## Task requirements
Search the listing for "pink" and copy every line where it appears.

(Material to process)

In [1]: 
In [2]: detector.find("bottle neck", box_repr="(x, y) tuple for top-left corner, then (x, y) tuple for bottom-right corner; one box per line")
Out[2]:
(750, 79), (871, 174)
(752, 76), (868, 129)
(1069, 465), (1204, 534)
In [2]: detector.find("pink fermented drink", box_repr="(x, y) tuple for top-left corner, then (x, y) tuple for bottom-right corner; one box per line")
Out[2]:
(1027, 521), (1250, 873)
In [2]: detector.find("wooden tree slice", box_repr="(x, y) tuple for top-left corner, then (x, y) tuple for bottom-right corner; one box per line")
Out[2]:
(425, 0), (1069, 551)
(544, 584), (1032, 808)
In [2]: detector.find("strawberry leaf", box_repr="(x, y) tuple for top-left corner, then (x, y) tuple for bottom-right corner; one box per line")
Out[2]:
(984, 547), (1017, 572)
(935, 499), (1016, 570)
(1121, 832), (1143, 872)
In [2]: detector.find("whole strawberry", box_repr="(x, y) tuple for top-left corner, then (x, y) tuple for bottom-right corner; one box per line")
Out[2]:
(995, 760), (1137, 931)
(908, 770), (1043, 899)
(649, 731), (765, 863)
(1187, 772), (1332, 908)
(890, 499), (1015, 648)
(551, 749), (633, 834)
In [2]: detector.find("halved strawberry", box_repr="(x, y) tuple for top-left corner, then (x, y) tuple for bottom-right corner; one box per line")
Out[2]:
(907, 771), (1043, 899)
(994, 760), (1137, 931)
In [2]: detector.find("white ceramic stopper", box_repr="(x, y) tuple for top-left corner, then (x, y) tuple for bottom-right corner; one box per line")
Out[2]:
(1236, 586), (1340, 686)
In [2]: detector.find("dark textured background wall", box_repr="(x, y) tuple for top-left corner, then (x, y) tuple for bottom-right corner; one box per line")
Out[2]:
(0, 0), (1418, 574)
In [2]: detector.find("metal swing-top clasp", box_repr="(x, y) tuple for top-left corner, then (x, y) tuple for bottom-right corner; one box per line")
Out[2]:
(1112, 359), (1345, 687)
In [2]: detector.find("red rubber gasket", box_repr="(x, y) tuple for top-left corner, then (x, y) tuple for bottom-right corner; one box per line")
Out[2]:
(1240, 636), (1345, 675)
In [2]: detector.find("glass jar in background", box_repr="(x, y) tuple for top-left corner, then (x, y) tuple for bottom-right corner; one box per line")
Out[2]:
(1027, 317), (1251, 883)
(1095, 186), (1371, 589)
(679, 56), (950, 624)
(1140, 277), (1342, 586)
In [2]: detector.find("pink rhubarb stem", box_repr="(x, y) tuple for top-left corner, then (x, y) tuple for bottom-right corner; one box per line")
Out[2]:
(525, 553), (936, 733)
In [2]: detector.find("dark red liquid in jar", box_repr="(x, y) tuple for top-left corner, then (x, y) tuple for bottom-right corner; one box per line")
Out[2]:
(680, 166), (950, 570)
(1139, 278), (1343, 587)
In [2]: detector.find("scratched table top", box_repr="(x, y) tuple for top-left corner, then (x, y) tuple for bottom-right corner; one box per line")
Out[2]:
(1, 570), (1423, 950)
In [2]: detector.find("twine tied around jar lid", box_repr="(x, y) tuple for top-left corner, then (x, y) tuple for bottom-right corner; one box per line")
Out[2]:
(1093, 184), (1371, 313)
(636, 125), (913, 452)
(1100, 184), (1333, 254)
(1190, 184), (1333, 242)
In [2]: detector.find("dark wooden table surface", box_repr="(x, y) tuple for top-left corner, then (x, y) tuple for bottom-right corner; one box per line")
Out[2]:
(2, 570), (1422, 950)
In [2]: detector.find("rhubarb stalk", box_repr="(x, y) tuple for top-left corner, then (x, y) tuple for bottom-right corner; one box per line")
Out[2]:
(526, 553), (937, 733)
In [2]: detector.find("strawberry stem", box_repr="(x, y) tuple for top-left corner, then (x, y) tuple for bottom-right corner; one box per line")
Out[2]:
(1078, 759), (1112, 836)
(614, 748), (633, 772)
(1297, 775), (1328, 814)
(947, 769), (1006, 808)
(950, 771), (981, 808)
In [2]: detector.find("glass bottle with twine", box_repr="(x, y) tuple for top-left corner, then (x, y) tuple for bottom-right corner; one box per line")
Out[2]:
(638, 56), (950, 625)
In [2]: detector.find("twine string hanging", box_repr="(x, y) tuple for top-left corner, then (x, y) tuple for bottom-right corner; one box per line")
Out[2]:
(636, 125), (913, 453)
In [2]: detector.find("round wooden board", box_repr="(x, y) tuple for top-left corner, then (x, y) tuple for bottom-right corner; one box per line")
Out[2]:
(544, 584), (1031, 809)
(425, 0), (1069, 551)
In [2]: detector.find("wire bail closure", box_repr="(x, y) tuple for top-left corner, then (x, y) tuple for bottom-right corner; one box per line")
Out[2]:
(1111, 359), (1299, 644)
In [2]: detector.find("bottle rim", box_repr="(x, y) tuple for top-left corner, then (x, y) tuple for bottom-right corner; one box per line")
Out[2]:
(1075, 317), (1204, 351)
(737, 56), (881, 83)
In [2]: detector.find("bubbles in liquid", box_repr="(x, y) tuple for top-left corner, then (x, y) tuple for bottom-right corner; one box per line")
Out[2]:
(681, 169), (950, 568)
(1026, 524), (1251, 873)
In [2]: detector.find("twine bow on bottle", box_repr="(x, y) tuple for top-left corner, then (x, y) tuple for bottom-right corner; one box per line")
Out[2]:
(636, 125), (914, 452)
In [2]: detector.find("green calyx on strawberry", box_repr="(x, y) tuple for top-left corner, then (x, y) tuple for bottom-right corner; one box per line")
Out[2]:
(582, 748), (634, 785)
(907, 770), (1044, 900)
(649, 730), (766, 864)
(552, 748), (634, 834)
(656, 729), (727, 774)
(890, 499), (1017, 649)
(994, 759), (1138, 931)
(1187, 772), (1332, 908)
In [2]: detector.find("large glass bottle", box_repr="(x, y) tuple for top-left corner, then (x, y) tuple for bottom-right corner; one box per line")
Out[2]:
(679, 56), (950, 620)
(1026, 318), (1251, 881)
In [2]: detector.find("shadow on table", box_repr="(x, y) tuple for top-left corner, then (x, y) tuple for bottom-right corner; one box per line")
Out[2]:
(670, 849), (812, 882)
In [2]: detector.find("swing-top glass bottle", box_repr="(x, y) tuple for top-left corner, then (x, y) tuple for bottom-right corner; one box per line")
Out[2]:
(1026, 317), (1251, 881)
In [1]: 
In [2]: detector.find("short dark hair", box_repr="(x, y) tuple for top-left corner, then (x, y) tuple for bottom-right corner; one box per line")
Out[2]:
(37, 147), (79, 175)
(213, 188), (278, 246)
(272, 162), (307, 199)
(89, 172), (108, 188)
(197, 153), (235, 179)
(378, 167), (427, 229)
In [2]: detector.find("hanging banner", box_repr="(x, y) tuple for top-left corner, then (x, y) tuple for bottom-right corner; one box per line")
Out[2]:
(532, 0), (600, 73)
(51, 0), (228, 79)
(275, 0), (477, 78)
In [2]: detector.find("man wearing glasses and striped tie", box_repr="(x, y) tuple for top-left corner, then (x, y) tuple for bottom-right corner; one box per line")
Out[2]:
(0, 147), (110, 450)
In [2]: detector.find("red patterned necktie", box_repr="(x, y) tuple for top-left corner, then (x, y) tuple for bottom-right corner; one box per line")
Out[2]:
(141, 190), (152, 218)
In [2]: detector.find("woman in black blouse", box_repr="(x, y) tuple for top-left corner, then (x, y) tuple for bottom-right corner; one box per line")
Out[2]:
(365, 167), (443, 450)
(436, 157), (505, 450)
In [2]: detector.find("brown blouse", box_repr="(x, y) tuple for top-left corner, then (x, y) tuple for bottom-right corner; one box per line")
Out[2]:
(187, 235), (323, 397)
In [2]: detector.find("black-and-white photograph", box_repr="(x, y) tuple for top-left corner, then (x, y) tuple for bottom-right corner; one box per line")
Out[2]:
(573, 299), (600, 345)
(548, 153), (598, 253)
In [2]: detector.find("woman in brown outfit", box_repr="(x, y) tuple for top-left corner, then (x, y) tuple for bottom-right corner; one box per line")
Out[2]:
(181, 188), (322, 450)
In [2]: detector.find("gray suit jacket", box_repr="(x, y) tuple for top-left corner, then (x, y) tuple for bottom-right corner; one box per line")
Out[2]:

(End Material to process)

## Exercise result
In [2]: detector.find("pink fermented drink", box_repr="(x, y) tuple for top-left corner, then (x, y) tuple for bottom-right corner; one box per line")
In [2]: detector.find("pink rhubarb stem", box_repr="(x, y) tuple for top-left corner, then (x, y) tuple for bottom-right corner; one box per line")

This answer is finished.